Every line in the data below that has the word "metal" should be returned.

-- Natural language region descriptions --
════════════════
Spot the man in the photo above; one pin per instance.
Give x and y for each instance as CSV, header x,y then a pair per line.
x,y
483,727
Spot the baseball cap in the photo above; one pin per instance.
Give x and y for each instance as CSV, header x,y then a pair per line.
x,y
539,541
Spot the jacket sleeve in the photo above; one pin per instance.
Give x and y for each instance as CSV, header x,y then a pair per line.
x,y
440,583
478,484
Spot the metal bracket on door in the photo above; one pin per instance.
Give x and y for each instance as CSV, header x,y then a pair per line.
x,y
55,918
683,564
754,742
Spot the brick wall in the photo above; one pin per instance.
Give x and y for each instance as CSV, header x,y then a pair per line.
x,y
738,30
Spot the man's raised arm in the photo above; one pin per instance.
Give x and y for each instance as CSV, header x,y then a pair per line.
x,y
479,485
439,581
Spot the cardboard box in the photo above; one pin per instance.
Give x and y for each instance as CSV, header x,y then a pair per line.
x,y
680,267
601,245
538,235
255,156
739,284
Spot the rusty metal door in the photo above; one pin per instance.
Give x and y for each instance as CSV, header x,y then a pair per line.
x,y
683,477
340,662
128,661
════════════════
-- ANSWER TO THIS TASK --
Spot the metal bracket on door in the photo above; one pin per instance.
Spot the rusty metal door in the photo above; one pin per instance.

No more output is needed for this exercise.